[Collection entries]
>>>>>

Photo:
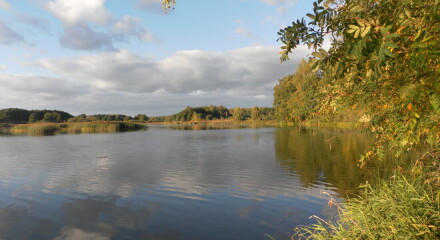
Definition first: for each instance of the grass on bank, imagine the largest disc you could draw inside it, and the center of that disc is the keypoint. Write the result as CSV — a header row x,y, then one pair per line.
x,y
47,129
403,207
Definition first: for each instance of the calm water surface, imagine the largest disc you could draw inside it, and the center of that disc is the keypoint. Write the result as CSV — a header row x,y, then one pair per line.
x,y
171,183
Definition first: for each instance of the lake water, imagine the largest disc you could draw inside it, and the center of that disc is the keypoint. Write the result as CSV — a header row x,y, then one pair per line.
x,y
175,183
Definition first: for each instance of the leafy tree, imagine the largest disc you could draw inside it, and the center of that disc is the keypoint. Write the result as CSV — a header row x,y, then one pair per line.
x,y
385,56
255,113
296,96
33,118
239,114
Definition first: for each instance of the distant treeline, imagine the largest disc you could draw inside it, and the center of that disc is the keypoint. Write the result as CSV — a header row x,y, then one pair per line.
x,y
16,115
218,113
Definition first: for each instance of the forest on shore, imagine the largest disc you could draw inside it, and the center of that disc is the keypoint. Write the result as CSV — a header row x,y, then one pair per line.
x,y
189,114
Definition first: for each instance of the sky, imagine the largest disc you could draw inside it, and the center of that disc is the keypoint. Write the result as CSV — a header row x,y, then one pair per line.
x,y
129,57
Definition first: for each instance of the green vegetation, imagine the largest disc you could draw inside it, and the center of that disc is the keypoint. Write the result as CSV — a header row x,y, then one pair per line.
x,y
404,207
384,59
383,63
207,113
17,115
48,129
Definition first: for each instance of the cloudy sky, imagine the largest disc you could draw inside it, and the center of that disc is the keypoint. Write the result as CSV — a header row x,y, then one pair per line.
x,y
127,56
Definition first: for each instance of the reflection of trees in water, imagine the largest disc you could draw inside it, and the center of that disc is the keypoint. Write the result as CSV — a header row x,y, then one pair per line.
x,y
328,155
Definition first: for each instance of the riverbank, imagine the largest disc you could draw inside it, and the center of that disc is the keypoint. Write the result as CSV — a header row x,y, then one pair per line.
x,y
405,206
47,129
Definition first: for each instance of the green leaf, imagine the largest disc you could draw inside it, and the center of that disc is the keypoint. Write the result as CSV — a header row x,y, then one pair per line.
x,y
388,52
310,16
365,32
318,55
353,26
392,35
356,34
391,45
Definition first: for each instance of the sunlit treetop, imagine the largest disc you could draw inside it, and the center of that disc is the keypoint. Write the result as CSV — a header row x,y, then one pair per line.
x,y
384,55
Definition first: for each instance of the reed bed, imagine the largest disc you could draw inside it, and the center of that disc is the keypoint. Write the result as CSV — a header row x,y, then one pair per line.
x,y
403,207
48,129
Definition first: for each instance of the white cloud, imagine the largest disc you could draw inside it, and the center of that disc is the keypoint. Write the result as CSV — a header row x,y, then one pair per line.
x,y
151,5
184,72
5,5
36,22
245,32
132,26
83,37
8,36
124,82
80,11
272,2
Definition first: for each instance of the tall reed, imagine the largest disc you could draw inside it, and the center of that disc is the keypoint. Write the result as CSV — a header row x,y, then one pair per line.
x,y
403,207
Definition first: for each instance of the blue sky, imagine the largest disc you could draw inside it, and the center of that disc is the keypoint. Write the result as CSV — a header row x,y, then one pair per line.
x,y
127,56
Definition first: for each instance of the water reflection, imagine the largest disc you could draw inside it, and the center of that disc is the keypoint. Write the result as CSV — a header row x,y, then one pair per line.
x,y
331,156
168,184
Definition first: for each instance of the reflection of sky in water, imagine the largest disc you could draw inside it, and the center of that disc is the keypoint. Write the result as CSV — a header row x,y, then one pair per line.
x,y
157,184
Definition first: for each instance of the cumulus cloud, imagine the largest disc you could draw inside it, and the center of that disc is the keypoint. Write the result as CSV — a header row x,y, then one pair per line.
x,y
83,37
5,5
184,72
44,87
80,11
124,82
151,5
132,26
36,22
8,36
245,32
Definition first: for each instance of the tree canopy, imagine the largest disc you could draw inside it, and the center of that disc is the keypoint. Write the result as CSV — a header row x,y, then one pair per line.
x,y
384,55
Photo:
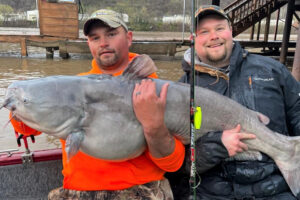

<<<<<

= Task item =
Provide an exact copy of the records, excluding every picture.

= Solution =
Photo:
Definition first: for each instance of the grass on bank, imagine the largest disc you could draw inside it, and the center of that disc is the keypoint. Write the result as CSV — a header row x,y, then one pair per line.
x,y
47,129
403,207
Definition first: for each instance of the calm water surface, imagine the largest disc you could draw inside it, and the center of that disc is the keypoint. Write the result as CSV — a header row x,y, then one pair per line.
x,y
171,183
Definition first: for each instance of the lake water, imagine the largest disc you could draw inside it, and the center of that disc is the keypoint. Write the result as CSV — a header row x,y, then one pair per line.
x,y
175,183
Definition first: for each instance of the leafy tree, imagine the largest disc you could draw inside it, and the center of that disc is the keypoint. Write the result as CSV — a header row x,y, then one pair per line.
x,y
385,56
255,113
296,96
33,118
239,114
Definition first: for each instance of the distant treeline, imagine the largest disc you could draw inside it, and the center of that disc is the keypoint. Write the result as CSV — a header row x,y, then one pair per line.
x,y
16,115
218,113
Definition first: for each instance of the forest on shore, imagine the largest disc you could draw inside it, and the center of that disc is the keypoint. Write the result as CSV — a header row x,y, then one pair per line.
x,y
189,114
Definition first: for each instance of the sky, imagine the largest disc you could draw inside it, and the center of that disc is the keypoint. Write the result as CSV — a header row x,y, then one pair per line.
x,y
129,57
Definition first: for each instance of the green vegetation, imagine the largest disc you could draw inside it, and the center of that disc is the keypoint. Write the result as CSV — a header row x,y, then one pair per line.
x,y
404,207
384,59
383,63
207,113
17,115
48,129
Definition first: for each instance of the cloudy sky, imagine the largest disc you could draw inside it, and the center of that disc is the keypoint. Write the result as CSV — a header row x,y, then one pair per line.
x,y
127,56
Definition first: for each instance of the reflection of trees in water, imagine the largest disc you could draw inside it, and the center of that disc is the keypoint. Write the result as CSV — a header row x,y, then one pair per line.
x,y
328,155
Definition first: for each instance of the riverbank, imagine the largest disc you could draw inside it, and the center of that disc is the keypoint. Write the result as CSV — a header row x,y, then one pair per line.
x,y
405,206
47,129
Definition first: for each instance of the green leaf, imagine the largest disc you could draw inside it, and the center of that disc is the keypoint. Write the result as CSV — a header row x,y, then one pair per line.
x,y
388,52
310,16
365,32
318,55
353,26
392,35
356,34
391,45
Definition first: for each instance of the sunlit treetop, imagine the largest disc you could draw inside it, and the center of that disc is the keypoint. Write the result as CSV — a header row x,y, then one pair per line.
x,y
384,55
Definition first: for each instance of the reed bed, imagine the largest disc you could draw inside it, and the center of that disc is the keypoint. Write the result as CSV — a header row x,y, then one pair per line.
x,y
403,207
48,129
Definition first: for each instance of the white cloud, imagine the largest disc you could draw inside it, and the center of that disc is the keypoint. Write the result as CSV — a header row x,y, then one pair per line.
x,y
151,5
184,72
5,5
36,22
245,32
132,26
83,37
8,36
124,82
80,11
272,2
Definition first: for each instance of the tall reed, imagine the largest disc you could draw inside it, and the center of that disc is the keypoint. Write the result as CSV — a header row x,y, then one pair per line.
x,y
403,207
Definition first: for each instance of the blue sky, imagine the largest disc you could draw inside it, and the center of that disc is the keypoint. Write the result as CSV — a header row x,y, then one pair per line.
x,y
127,56
Definition first: for each instance of the water reflection, imagine the largest disc you could draw inside it, and the center of that disc is the keypoint. Write the result as CSV — a header row x,y, then one pair per line.
x,y
331,156
168,184
Definition first: for each instance of the reflection of sky in water, imagine the largest disc you could draw inside it, and the center of that disc is the keypoint. Write the result as CSV — a header row x,y, then one pair per line.
x,y
157,184
Definition first: for each instance of the cumulus cloud, imagine the largest disc you could draw inside it, and the center of that disc is the keypoint. Write the result as CSV — a header row x,y, then one pair per line.
x,y
83,37
5,5
184,72
44,87
80,11
124,82
151,5
132,26
36,22
8,36
245,32
Definition first: for each instance of the tree canopy, imagine the largest disc you could draw inside it, and the center of that disc is the keypoint. Write the result as CSV — a header row x,y, then one pair per line.
x,y
384,55
Photo:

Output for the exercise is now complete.